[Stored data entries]
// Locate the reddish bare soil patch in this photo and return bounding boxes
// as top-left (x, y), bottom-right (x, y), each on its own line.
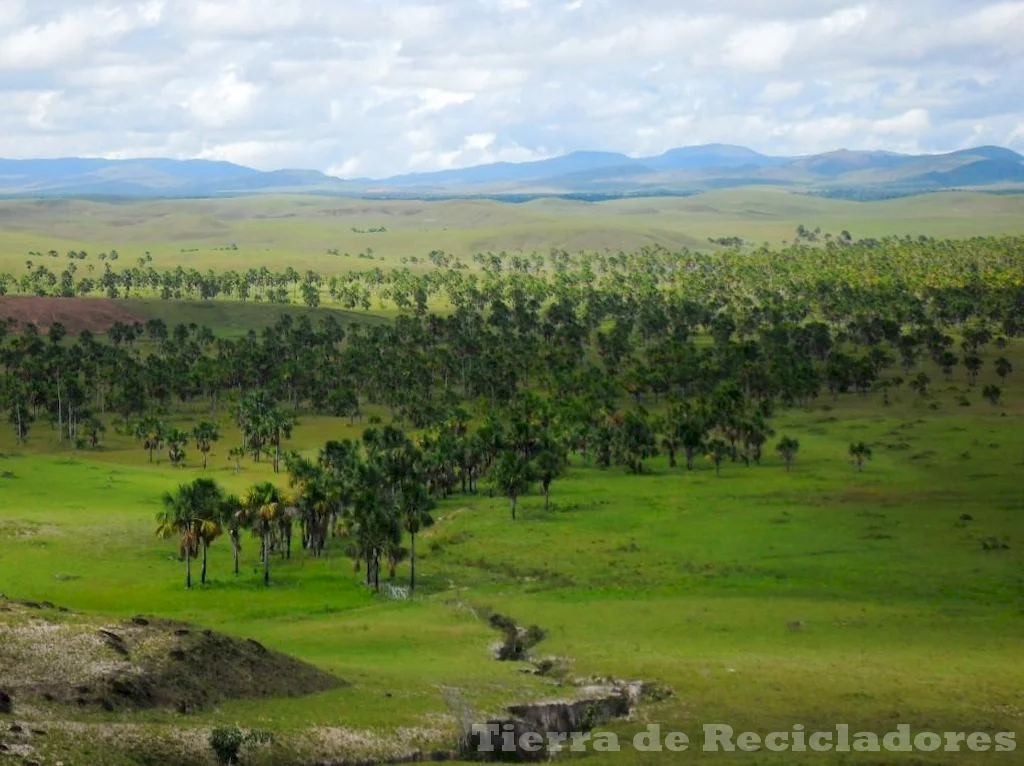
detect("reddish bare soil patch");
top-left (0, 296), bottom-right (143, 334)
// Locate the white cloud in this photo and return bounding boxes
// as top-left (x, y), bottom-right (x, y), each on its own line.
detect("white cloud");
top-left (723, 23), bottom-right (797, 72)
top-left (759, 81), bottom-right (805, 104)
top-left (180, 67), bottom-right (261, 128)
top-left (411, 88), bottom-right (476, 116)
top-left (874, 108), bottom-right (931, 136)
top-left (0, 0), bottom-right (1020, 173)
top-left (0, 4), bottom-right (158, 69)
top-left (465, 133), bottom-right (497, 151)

▶ **THE PROBLEM**
The lines needed are those in the data above that hold the string "this"; copy each of them.

▶ **EXERCISE SOLUTION**
// Locate the reddish bare soil patch in this photo and return bounding boxes
// Locate the white cloud in this photo and return bounding boxes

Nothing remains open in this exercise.